→ **WORK REQUIRED**:
Copy the listing below line for line, keeping every character unchanged.

→ **DATA SHOWN**:
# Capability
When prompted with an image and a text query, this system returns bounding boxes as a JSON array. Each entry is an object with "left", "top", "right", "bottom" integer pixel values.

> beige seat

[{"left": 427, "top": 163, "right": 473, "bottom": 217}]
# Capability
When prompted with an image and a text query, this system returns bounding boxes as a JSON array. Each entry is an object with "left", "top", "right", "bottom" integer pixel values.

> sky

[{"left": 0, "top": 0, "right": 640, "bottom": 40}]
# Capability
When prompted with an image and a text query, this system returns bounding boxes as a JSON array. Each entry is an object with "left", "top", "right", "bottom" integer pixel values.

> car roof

→ **COMPLETE OUTPUT**:
# Capability
When prompted with an image and a text query, this system returns bounding boxes as a JSON array. Each entry is an object with "left", "top", "right", "bottom" integer pixel values.

> beige seat

[{"left": 427, "top": 163, "right": 473, "bottom": 217}]
# Capability
When prompted with an image and a text query, this system returns bounding boxes as a JSON array. Each entry is an object with "left", "top", "right", "bottom" integer pixel values.

> sky

[{"left": 0, "top": 0, "right": 640, "bottom": 40}]
# Capability
When prompted with an image and a text query, this system returns bounding boxes as a JSON array. Each entry is an object with "left", "top", "right", "bottom" integer pixel values.

> car roof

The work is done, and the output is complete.